Nous n’avons pas encore toutes les réponses à nos questions.

 

TLM : Son incidence est-elle en augmentation ?

Pr Véronique Vitton : Oui, elle s’accroît clairement dans tous les pays d’Europe. Bien sûr les études épidémiologiques la recherchent plus qu’avant mais les allergies augmentent ainsi que les polluants.

 

TLM : Quels en sont les symptômes ?

Pr Véronique Vitton : Il existe deux groupes de symptômes. Le premier est l’impact alimentaire brutal. Le profil de patients correspond en général à des hommes jeunes, en théorie un peu allergiques, qui arrivent aux urgences pour un morceau de viande coincé. Avec l’impaction alimentaire, les manifestations sont aiguës, le diagnostic est assez rapide et les patients bien suivis.

Le deuxième groupe est constitué par des patients ayant une dysphagie intermittente qui n’est pas très claire. Ils consultent tardivement, parfois après dix ans de gênes à la prise alimentaire.

 

TLM : Sur quels examens repose le diagnostic ?

Pr Véronique Vitton : L’endoscopie gastro-duodénale s’accompagne de biopsies de l’œsophage. Au moins six biopsies minimum sont nécessaires sur, au moins, deux sites différents de l’œsophage (par exemple la partie proximale et distale). Il est rare de se tromper. En effet, à l’endoscopie, l’un des aspects dit « pseudo-trachéal » est assez évident (anneaux). Mais dans tous les cas, le diagnostic repose sur la biopsie comptabilisant le nombre d’éosinophiles sur les prélèvements.

 

TLM : Que disent les dernières recommandations concernant sa prise en charge ?

Pr Véronique Vitton : Nous participons actuellement aux recommandations françaises. Pour l’instant, les traitements en première intention sont les inhibiteurs de la pompe à protons (IPP). C’est le résultat de la confusion diagnostique qui a duré longtemps, les IPP traitant le reflux. Les patients sont améliorés avec un effet légèrement antiinflammatoire local mais ces médicaments ne sont souvent pas efficaces. Actuellement, le traitement de référence en deuxième intention est le budézonide.

DONNÉES AFFICHÉES »

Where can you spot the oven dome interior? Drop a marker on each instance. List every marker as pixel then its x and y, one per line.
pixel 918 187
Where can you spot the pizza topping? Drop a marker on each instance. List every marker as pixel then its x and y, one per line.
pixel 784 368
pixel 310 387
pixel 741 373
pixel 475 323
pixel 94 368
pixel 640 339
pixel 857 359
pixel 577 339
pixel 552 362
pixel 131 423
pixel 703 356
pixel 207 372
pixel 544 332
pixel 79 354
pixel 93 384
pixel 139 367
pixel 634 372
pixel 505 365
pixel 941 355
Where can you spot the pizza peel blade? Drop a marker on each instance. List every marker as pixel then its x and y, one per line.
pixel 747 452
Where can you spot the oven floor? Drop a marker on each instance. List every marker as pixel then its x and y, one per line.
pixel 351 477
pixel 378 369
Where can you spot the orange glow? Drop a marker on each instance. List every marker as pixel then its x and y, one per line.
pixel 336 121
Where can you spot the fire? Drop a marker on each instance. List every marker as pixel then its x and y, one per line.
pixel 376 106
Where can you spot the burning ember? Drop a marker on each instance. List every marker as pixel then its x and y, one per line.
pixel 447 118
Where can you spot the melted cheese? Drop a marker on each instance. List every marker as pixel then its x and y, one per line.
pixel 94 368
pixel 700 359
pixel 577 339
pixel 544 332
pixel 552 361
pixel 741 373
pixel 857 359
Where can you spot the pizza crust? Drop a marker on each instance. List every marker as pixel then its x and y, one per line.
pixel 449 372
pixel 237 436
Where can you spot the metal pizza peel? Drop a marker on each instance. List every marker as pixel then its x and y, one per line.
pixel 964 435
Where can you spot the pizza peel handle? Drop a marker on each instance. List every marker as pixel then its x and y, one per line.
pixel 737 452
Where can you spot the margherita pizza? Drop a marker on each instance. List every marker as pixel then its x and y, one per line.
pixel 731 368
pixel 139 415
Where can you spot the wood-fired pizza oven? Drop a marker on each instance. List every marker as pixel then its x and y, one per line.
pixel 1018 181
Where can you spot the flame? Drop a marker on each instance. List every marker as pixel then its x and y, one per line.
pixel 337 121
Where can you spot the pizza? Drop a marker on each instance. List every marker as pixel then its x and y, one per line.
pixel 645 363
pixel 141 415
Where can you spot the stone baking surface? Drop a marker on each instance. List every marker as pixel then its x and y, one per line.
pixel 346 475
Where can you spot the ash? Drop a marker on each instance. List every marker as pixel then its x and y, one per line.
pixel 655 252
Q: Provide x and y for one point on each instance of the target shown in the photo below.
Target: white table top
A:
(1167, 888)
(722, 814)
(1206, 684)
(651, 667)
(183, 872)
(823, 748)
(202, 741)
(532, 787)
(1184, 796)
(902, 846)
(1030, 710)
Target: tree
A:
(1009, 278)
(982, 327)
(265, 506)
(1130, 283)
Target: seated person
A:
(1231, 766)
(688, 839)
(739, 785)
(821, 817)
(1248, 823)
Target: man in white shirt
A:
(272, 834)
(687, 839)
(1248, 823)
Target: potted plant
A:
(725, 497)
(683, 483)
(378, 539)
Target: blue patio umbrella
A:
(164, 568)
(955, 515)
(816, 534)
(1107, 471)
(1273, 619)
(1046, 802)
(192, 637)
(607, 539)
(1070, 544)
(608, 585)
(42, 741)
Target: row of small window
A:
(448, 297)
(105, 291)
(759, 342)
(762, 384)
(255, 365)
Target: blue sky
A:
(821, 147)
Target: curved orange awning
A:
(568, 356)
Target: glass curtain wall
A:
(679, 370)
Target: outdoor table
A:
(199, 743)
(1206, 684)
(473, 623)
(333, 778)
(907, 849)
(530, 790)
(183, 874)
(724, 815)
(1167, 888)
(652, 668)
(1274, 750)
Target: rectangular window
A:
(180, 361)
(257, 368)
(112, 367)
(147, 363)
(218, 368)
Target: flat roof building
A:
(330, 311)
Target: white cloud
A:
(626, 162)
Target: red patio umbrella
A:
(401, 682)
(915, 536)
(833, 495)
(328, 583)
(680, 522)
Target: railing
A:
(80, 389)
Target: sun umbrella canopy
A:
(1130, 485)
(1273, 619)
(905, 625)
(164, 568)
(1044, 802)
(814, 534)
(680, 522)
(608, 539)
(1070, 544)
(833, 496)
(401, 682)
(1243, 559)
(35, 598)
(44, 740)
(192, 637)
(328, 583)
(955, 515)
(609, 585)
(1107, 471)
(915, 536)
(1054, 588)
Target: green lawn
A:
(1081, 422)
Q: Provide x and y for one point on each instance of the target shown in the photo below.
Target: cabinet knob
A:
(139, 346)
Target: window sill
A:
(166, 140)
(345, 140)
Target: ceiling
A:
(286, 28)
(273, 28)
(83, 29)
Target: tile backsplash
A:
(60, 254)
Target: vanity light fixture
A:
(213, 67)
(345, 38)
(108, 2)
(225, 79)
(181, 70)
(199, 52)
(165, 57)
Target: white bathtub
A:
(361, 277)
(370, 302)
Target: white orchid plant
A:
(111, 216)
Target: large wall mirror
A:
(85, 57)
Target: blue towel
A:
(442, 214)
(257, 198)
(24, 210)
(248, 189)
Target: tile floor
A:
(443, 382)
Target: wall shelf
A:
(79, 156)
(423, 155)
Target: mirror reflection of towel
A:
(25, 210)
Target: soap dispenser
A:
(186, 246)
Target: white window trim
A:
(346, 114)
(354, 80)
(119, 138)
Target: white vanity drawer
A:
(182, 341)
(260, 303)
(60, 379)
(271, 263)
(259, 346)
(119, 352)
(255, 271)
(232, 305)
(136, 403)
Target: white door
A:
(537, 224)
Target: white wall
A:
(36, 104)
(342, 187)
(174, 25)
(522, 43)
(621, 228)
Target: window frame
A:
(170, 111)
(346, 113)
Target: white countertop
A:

VOTRE OBJECTIF »
Recopiez l'entretien en commençant aux mots « Pr Véronique Vitton : Oui, elle » et en vous arrêtant après « la prise alimentaire. ». Remplacez « viande » par « poisson ».

VOTRE RÉPONSE »
Pr Véronique Vitton : Oui, elle s’accroît clairement dans tous les pays d’Europe. Bien sûr les études épidémiologiques la recherchent plus qu’avant mais les allergies augmentent ainsi que les polluants.

 

TLM : Quels en sont les symptômes ?

Pr Véronique Vitton : Il existe deux groupes de symptômes. Le premier est l’impact alimentaire brutal. Le profil de patients correspond en général à des hommes jeunes, en théorie un peu allergiques, qui arrivent aux urgences pour un morceau de poisson coincé. Avec l’impaction alimentaire, les manifestations sont aiguës, le diagnostic est assez rapide et les patients bien suivis.

Le deuxième groupe est constitué par des patients ayant une dysphagie intermittente qui n’est pas très claire. Ils consultent tardivement, parfois après dix ans de gênes à la prise alimentaire.